## DIRECTION 1
Answer these questions about the review:
(a) Which work does it name as a useful guide for building reliability diagrams with bootstrapped confidence intervals?
(b) Besides d18O and radiocarbon, what other measurements does it say the cores used by Lee et al. (2023) have?
(c) What is the timescale below which stratigraphy is incomplete called?

Quantifying model performance with reliability diagrams
I appreciated the authors' mean signal likelihood metric, which captures the overall performance of their modeling approach in a single number. However, given that they are evaluating the performance of a probabilistic inference with respect to the truth, they should also utilize reliability diagrams, which show how the predicted distribution of values corresponds to the actually observed distribution. Bröcker and Smith (2007) (https://doi.org/10.1175/WAF993.1) provide a useful reference for constructing reliability diagrams with bootstrapped confidence intervals. I suspect the authors will find that the current formulation of their model underestimates the true signal at both the lower and upper prediction quantiles due to the afore-mentioned over-confidence in the absolute time location of the common proxy signal. That is, I expect that the reliability diagrams for the current modeling approach would have low slopes falling off of the 1:1 line for a perfectly reliable model, in which case hopefully a modified age modeling prior would improve reliability.
In figure 9c, reliability diagrams may also reveal another slightly troubling result. The authors nicely show how the incorporation of multiple proxies significantly increases the synchronicity of the posterior with each true common proxy. However, the confidence intervals, especially at the low and high tails, do not seem to sufficiently collapse to reflect the improved modeling. Why might the model be overestimating uncertainty in the tails for inferences with more proxy systems?Comparison with Lee et al. (2023)
While the authors do mention Lee at al. (2023) in the introduction, I think more can be done to compare the two modeling approaches. To my knowledge, Lee et al. (2023) provide the sole other Bayesian approach to simultaneous age modeling and (single) proxy correlation. Given that the authors are presenting exactly the same sort of model, they should be more explicit in acknowledging the similarities between the models and then highlighting the contributions they have made to this type of modeling, namely:
1) prior age modeling that is not strictly tied to assumptions about deep sea sedimentation rates (although as previously mentioned, this approach needs to be better grounded in theory) and
2) multi proxy correlation (which is mentioned in section 4.2, but with insufficient context)
Section 4.2 needs to reference Lee et al. (2023), and there could be a couple more sentences highlighting the similarities between the models either in the introduction or methodology. For instance, Lee et al. (2023) also permit inference of section-by-section offsets and variance scaling with respect to the inferred common proxy signal (albeit for a single proxy).
I think the authors should consider applying their model to the same d18O and radiocarbon dataset modeled by Lee et al. (2023) (perhaps just the Deep North Atlantic dataset, for example) as an application with real-world data and an opportunity for direct inter-model comparison. Several if not all of the cores utilized by Lee et al. (2023) in that stack have other proxy measurements (d13C, elemental concentrations, etc.) that could be utilized by the authors' new approach."Non-uniform" depositional histories
The treatment of "episodic" sedimentation could also be better grounded in the theory of time's distribution within stratigraphy. The Sadler Effect arises due to the power law distribution of hiatus within stratigraphy; the distribution of hiatus therefore dictates apparent sedimentation rates. Hiatuses result from the dynamics (autogenics) of sedimentation as well as processes such as sea level, tectonics, etc. A critical timescale is the compensation timescale: below this timescale, stratigraphy is incomplete, which approximately corresponds to the "episodic" realm described by the authors. Beyond this timescale, stratigraphy is complete (the "continuous" regime), up until hiatuses resulting from longer timescale processes such as tectonic modifications of basin accommodation. What the authors refer to as "temporal noise" and "episodic sedimentation" are in fact the statistical structure of hiatus in stratigraphy, which results in stratigraphic incompleteness at short and long timescales.

[Entries from a dataset]
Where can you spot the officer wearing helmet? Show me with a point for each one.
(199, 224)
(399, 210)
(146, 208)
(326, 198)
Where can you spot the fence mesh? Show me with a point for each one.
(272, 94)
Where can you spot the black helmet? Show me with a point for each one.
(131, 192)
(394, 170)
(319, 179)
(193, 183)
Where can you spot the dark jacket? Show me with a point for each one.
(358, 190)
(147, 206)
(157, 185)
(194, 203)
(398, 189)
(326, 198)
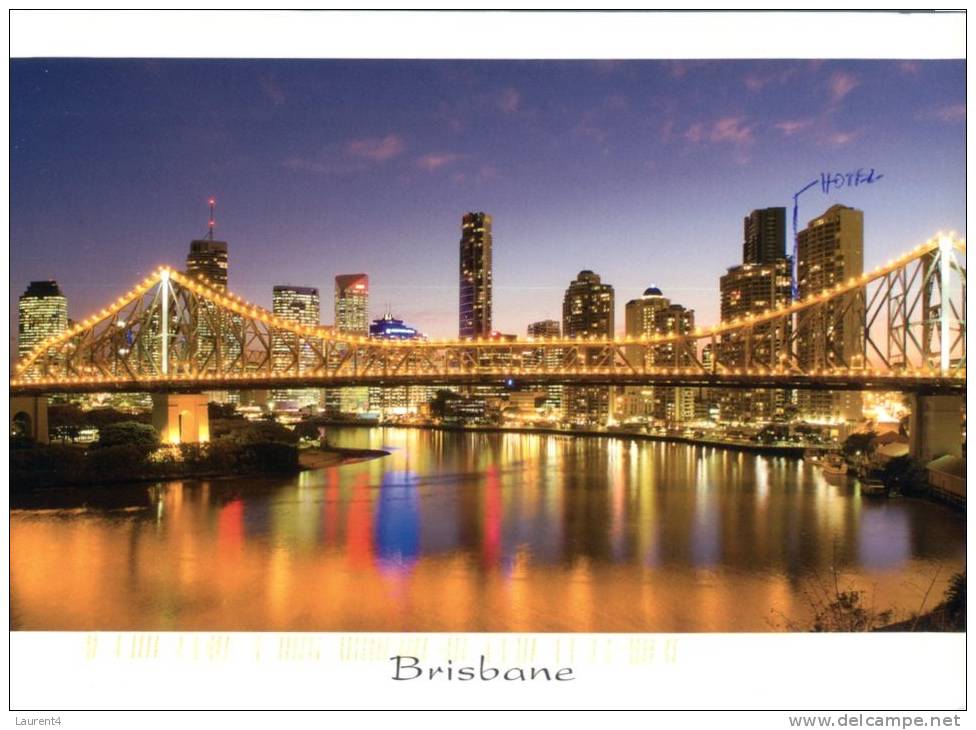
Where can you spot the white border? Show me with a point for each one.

## DIRECTION 2
Start at the line in the entries that has "Where can you spot the dark" and go through the end of the entries. Rewrite those lines with "spot" switched to "find" and everything else the same, and leave out the pictures.

## EXERCISE RESPONSE 1
(a) Bröcker and Smith (2007)
(b) d13C, elemental concentrations, and others
(c) The compensation timescale

## EXERCISE RESPONSE 2
Where can you find the dark jacket? Show me with a point for each one.
(358, 190)
(147, 206)
(157, 185)
(194, 203)
(398, 189)
(326, 198)
Where can you find the white border? Show me with a point for each one.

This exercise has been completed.